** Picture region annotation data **
*****

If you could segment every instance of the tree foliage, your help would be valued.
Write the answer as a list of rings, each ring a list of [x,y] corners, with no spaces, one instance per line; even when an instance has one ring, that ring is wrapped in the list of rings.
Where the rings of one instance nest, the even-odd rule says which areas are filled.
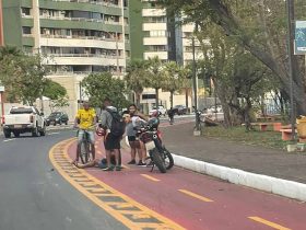
[[[140,95],[143,92],[143,88],[148,78],[148,61],[133,60],[128,65],[127,74],[125,80],[127,82],[127,89],[133,91],[137,97],[137,106],[140,106]]]
[[[8,100],[33,105],[43,95],[49,68],[40,55],[28,56],[16,48],[0,48],[0,80],[7,88]]]
[[[95,107],[102,107],[105,99],[110,99],[113,105],[122,108],[128,102],[125,97],[126,85],[120,79],[111,77],[109,72],[91,73],[83,79],[82,88],[90,96],[90,102]]]
[[[184,14],[185,22],[195,22],[201,33],[208,23],[252,54],[278,76],[282,89],[290,94],[286,55],[285,1],[274,0],[160,0],[169,14]],[[302,62],[294,58],[294,99],[298,112],[306,114],[305,82]]]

*****

** Task goal **
Return all of the rows above word for word, leaving out the picture.

** The answer **
If you could segment every instance of the tree foliage, your help would be valued.
Write the answer as a list of rings, each ring a list of [x,y] corners, with no spaces, one instance per line; even when an instance has one ring, that ring is wrapped in the list of rings.
Where the rings of one instance nest, the even-odd rule says which areas are filled.
[[[140,95],[143,92],[143,88],[148,78],[148,61],[133,60],[128,65],[127,74],[125,80],[127,82],[127,89],[133,91],[137,97],[137,106],[140,106]]]
[[[8,100],[33,105],[43,95],[49,68],[40,55],[28,56],[16,48],[0,48],[0,80],[7,88]]]
[[[95,107],[102,107],[105,99],[110,99],[113,105],[122,108],[128,102],[125,97],[126,85],[120,79],[111,77],[109,72],[91,73],[83,79],[82,88],[90,96],[90,102]]]
[[[184,14],[185,22],[195,22],[201,33],[208,23],[252,54],[278,76],[282,89],[290,94],[286,55],[285,1],[274,0],[160,0],[169,14]],[[302,62],[294,58],[294,99],[298,112],[306,114],[305,82]]]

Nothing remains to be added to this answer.